**EXCERPT**:
The FBI did not specify which claims or conclusions it referred to.

Asaad said he told ABC News the truth and stands by his story.

According to Assaad, Shukrujumah, whose father ran the mosque, invited the undercover FBI operative to meet him at his home, but the FBI told him to stay away. Instead, Assad says the agency assigned him to set up and sting what he calls wannabe terrorists, ending any hope of infiltrating the real al Qaeda terrorists.

Former national security official Richard Clarke, now an ABC News consultant, said the case is "yet another example of the way the system broke down prior to 9/11."

"If the system had worked," Clarke said, "we might have been able to identify these people before the attacks."

After 9/11

Assaad, who posed as "Mohammed" – a personal representative of Osama bin Laden, says he's a "million percent positive" the 9/11 attacks could have been stopped if the FBI had gone after Atta and Shukrujumah. But because Atta and his men were suspicious of the FBI undercover operative, and secretive, Assaad says his FBI agent handlers sent him after the easier target – two wannabe terrorists whose cases were easy to crack and who were both eventually convicted and sent to prison.

"I was right, I was a hundred percent right," Assaad says of his suspicions. He says that when he learned that Atta was one of the 9/11 hijackers, when the FBI asked if he could identify any of the attackers, he was "very upset, angry" and cried.

"I curse on everybody," Assaad says. "I destroyed half of my furniture. Uh, I went crazy."

The FBI's focus on stings, which Assaad has worked in at least 10 states and overseas since becoming an operative in 1996, are being questioned by many counter-terrorism authorities, who wonder what the true value of the stings are. Since 9/11, the stings have largely targeted people that are more aspirational than operational.

"A lot of the cases after 9/11 were manufactured or enormously exaggerated and were announced with great trumpets by the attorney general and the FBI director so that we felt that they were doing something when, in fact, what they were doing was not helpful, not relevant, not needed," said Clarke.

While Assaad's undercover work has been called invaluable by the government in making the U.S. safer and has resulted in successful stings of alleged terrorist cells across the country, defense attorneys call him a master of entrapment against what they consider harmless targets.

**DATASET**:
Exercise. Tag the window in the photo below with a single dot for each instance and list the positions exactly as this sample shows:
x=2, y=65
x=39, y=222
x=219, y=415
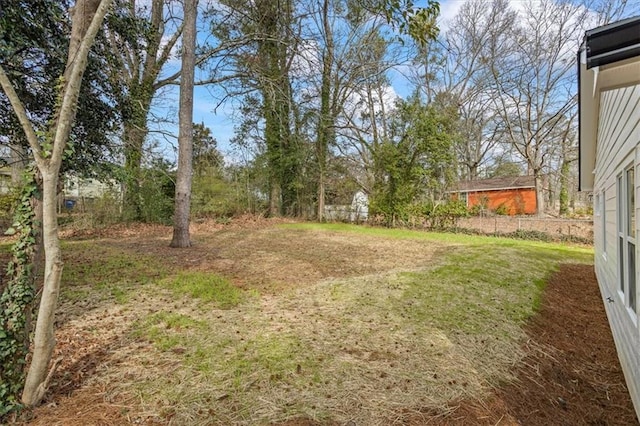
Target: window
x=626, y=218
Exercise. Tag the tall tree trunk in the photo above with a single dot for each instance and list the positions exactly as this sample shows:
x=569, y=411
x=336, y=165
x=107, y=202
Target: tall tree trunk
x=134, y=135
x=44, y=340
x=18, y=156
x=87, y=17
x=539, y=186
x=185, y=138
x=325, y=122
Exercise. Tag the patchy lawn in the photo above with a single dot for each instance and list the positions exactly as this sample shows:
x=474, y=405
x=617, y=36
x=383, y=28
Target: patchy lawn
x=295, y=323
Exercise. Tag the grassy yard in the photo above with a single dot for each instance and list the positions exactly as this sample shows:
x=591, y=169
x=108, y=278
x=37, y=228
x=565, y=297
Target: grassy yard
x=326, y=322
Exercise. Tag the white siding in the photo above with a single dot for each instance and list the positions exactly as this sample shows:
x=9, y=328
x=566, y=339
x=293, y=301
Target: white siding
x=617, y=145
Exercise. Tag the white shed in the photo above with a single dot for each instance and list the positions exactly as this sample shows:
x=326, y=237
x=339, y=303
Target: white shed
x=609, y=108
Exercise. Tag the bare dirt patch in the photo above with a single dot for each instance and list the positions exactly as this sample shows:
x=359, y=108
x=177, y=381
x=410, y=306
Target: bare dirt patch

---

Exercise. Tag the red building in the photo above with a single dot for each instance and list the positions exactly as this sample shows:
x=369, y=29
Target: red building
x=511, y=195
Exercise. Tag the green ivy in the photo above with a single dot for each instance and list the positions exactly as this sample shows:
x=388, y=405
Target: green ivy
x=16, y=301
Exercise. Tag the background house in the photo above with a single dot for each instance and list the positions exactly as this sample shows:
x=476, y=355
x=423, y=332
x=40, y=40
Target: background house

**TASK REQUIREMENTS**:
Reproduce the passage from the excerpt on the FBI undercover operative that opens with the words containing "Asaad said he" and closes with "al Qaeda terrorists.".

**ANSWER BELOW**:
Asaad said he told ABC News the truth and stands by his story.

According to Assaad, Shukrujumah, whose father ran the mosque, invited the undercover FBI operative to meet him at his home, but the FBI told him to stay away. Instead, Assad says the agency assigned him to set up and sting what he calls wannabe terrorists, ending any hope of infiltrating the real al Qaeda terrorists.